■ **MATERIAL TO PROCESS**:
****************************************
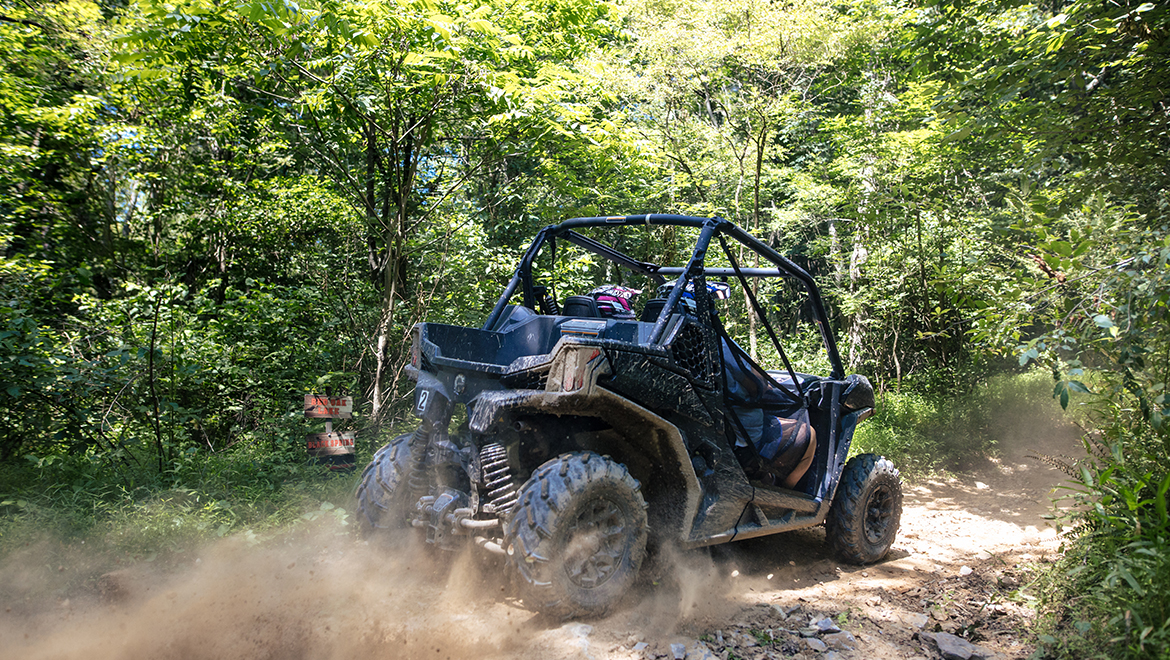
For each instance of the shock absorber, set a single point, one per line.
(497, 480)
(418, 480)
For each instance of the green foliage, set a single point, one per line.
(144, 514)
(923, 433)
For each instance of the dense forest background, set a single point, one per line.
(211, 208)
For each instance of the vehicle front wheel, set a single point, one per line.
(383, 492)
(577, 535)
(866, 513)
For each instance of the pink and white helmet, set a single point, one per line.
(614, 301)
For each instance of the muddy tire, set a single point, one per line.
(864, 520)
(383, 492)
(577, 536)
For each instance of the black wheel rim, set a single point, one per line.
(596, 543)
(879, 515)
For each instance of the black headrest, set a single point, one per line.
(579, 306)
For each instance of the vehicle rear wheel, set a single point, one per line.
(383, 492)
(866, 513)
(577, 535)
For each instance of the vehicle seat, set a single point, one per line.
(775, 439)
(653, 309)
(579, 306)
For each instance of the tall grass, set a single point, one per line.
(923, 433)
(126, 514)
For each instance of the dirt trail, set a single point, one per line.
(964, 547)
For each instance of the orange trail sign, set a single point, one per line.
(318, 406)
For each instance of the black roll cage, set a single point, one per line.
(709, 228)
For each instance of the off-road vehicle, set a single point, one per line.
(573, 441)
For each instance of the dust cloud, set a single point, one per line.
(319, 593)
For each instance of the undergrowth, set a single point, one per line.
(924, 433)
(128, 511)
(1108, 597)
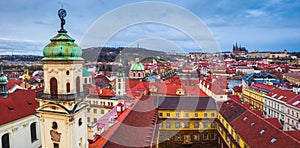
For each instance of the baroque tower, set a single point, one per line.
(62, 109)
(120, 83)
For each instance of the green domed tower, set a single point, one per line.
(62, 48)
(62, 108)
(137, 70)
(3, 81)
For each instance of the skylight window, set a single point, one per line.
(273, 140)
(296, 103)
(280, 97)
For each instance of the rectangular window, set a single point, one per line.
(168, 125)
(168, 114)
(5, 141)
(213, 136)
(205, 125)
(186, 124)
(55, 145)
(213, 124)
(186, 115)
(205, 136)
(177, 125)
(161, 125)
(196, 124)
(33, 132)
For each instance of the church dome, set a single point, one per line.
(3, 80)
(62, 47)
(137, 66)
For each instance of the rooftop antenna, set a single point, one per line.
(62, 14)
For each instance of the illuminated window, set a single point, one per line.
(33, 132)
(5, 141)
(168, 114)
(168, 125)
(186, 115)
(196, 124)
(196, 115)
(186, 124)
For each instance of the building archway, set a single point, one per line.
(78, 85)
(68, 87)
(53, 86)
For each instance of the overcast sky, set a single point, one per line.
(270, 25)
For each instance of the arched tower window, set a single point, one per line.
(53, 86)
(68, 87)
(5, 141)
(78, 84)
(33, 132)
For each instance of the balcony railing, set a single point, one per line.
(60, 97)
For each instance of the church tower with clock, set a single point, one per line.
(62, 109)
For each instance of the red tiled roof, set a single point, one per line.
(287, 95)
(295, 102)
(17, 105)
(275, 122)
(186, 103)
(293, 74)
(137, 128)
(262, 86)
(237, 88)
(12, 83)
(230, 110)
(257, 132)
(105, 92)
(295, 134)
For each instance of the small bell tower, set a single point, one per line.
(62, 108)
(3, 81)
(120, 83)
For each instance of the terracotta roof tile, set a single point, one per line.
(257, 132)
(186, 103)
(17, 105)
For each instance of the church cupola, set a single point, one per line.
(137, 70)
(62, 107)
(62, 47)
(3, 81)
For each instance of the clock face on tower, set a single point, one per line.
(62, 13)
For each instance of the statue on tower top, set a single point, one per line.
(62, 14)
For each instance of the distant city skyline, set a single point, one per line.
(271, 25)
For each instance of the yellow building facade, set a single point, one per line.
(183, 125)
****************************************
■ **AIM OF THE TASK**:
Present all of the data above as a Markdown table with the columns Row and Text, giving each line its own numbered row. Skip blank lines and leave the pictures out.

■ **TASK OUTPUT**:
| Row | Text |
|---|---|
| 1 | For each instance of the shock absorber, set a single point, one per line. |
| 2 | (497, 480) |
| 3 | (418, 480) |
| 4 | For each instance of the green foliage, set a single point, one per line. |
| 5 | (144, 514) |
| 6 | (923, 433) |
| 7 | For each instance of the dense forest background, set a single point, one per line. |
| 8 | (211, 208) |
| 9 | For each instance of the vehicle front wheel, set a single point, one per line. |
| 10 | (383, 492) |
| 11 | (577, 535) |
| 12 | (866, 513) |
| 13 | For each instance of the pink and white helmet, set a single point, one per line. |
| 14 | (614, 301) |
| 15 | For each instance of the muddy tire, set a single point, one per line. |
| 16 | (864, 520) |
| 17 | (383, 492) |
| 18 | (577, 536) |
| 19 | For each instance of the black wheel rim, set a single point, one per line. |
| 20 | (596, 543) |
| 21 | (879, 515) |
| 22 | For each instance of the black headrest, set a single point, one per line. |
| 23 | (579, 306) |
| 24 | For each instance of the vehicle rear wheel, set a single point, one per line. |
| 25 | (383, 492) |
| 26 | (866, 513) |
| 27 | (577, 535) |
| 28 | For each instance of the vehicle seat, set a single point, one per line. |
| 29 | (775, 439) |
| 30 | (653, 309) |
| 31 | (579, 306) |
| 32 | For each instance of the tall grass, set a single point, one per line. |
| 33 | (923, 433) |
| 34 | (126, 514) |
| 35 | For each instance of the dirt trail, set a single point, one per line. |
| 36 | (964, 547) |
| 37 | For each instance of the orange trail sign, set a single point, one per line. |
| 38 | (318, 406) |
| 39 | For each instance of the black roll cage, set a single point, one per line. |
| 40 | (709, 228) |
| 41 | For each instance of the off-road vehicle, set a single point, one per line. |
| 42 | (573, 441) |
| 43 | For each instance of the dust cloud, set a single point, one per line. |
| 44 | (319, 593) |
| 45 | For each instance of the undergrowth, set a single point, one per line. |
| 46 | (924, 433) |
| 47 | (128, 511) |
| 48 | (1108, 597) |
| 49 | For each instance of the baroque tower, set a single point, one per line. |
| 50 | (62, 109) |
| 51 | (120, 83) |
| 52 | For each instance of the green domed tower, set a single point, one per line. |
| 53 | (62, 48) |
| 54 | (62, 108) |
| 55 | (137, 70) |
| 56 | (3, 81) |
| 57 | For each instance of the skylight window, set a single point, one per line. |
| 58 | (273, 140) |
| 59 | (296, 103) |
| 60 | (280, 97) |
| 61 | For each instance of the rectangular window, set a single point, one per line. |
| 62 | (168, 125) |
| 63 | (168, 114) |
| 64 | (5, 141) |
| 65 | (213, 136) |
| 66 | (205, 125) |
| 67 | (186, 124) |
| 68 | (55, 145) |
| 69 | (213, 124) |
| 70 | (186, 115) |
| 71 | (205, 136) |
| 72 | (177, 125) |
| 73 | (161, 125) |
| 74 | (196, 124) |
| 75 | (33, 132) |
| 76 | For each instance of the church dome, set a single point, one per line. |
| 77 | (3, 80) |
| 78 | (62, 47) |
| 79 | (137, 66) |
| 80 | For each instance of the rooftop antenna, set a single point, one per line. |
| 81 | (62, 14) |
| 82 | For each instance of the illuminated window, set a single point, one per line. |
| 83 | (33, 132) |
| 84 | (5, 141) |
| 85 | (168, 114) |
| 86 | (168, 125) |
| 87 | (186, 115) |
| 88 | (196, 124) |
| 89 | (196, 115) |
| 90 | (186, 124) |
| 91 | For each instance of the building archway, set a single point, one per line. |
| 92 | (78, 85) |
| 93 | (68, 87) |
| 94 | (53, 86) |
| 95 | For each instance of the overcast sky, set a single point, one per line. |
| 96 | (270, 25) |
| 97 | For each instance of the arched tower window, set a single point, one per line. |
| 98 | (53, 86) |
| 99 | (68, 87) |
| 100 | (5, 141) |
| 101 | (78, 84) |
| 102 | (33, 132) |
| 103 | For each instance of the balcony railing, set a single point, one per line. |
| 104 | (60, 97) |
| 105 | For each instance of the church tower with clock, set a single point, one per line. |
| 106 | (62, 109) |
| 107 | For each instance of the red tiled roof, set a single point, one per line. |
| 108 | (287, 95) |
| 109 | (295, 102) |
| 110 | (17, 105) |
| 111 | (275, 122) |
| 112 | (186, 103) |
| 113 | (293, 74) |
| 114 | (137, 128) |
| 115 | (262, 86) |
| 116 | (237, 88) |
| 117 | (12, 83) |
| 118 | (230, 110) |
| 119 | (257, 132) |
| 120 | (105, 92) |
| 121 | (295, 134) |
| 122 | For each instance of the small bell tower, set a single point, one per line. |
| 123 | (62, 108) |
| 124 | (3, 81) |
| 125 | (120, 83) |
| 126 | For each instance of the terracotta roof tile, set a single point, one per line. |
| 127 | (257, 132) |
| 128 | (186, 103) |
| 129 | (17, 105) |
| 130 | For each instance of the church cupola, set a single point, one per line. |
| 131 | (137, 70) |
| 132 | (62, 107) |
| 133 | (62, 47) |
| 134 | (3, 81) |
| 135 | For each instance of the clock face on tower, set a single point, one per line. |
| 136 | (62, 13) |
| 137 | For each instance of the statue on tower top, set a single point, one per line. |
| 138 | (62, 14) |
| 139 | For each instance of the distant city skyline, set a single point, one per line. |
| 140 | (271, 25) |
| 141 | For each instance of the yellow building facade, set a single point, one per line. |
| 142 | (183, 125) |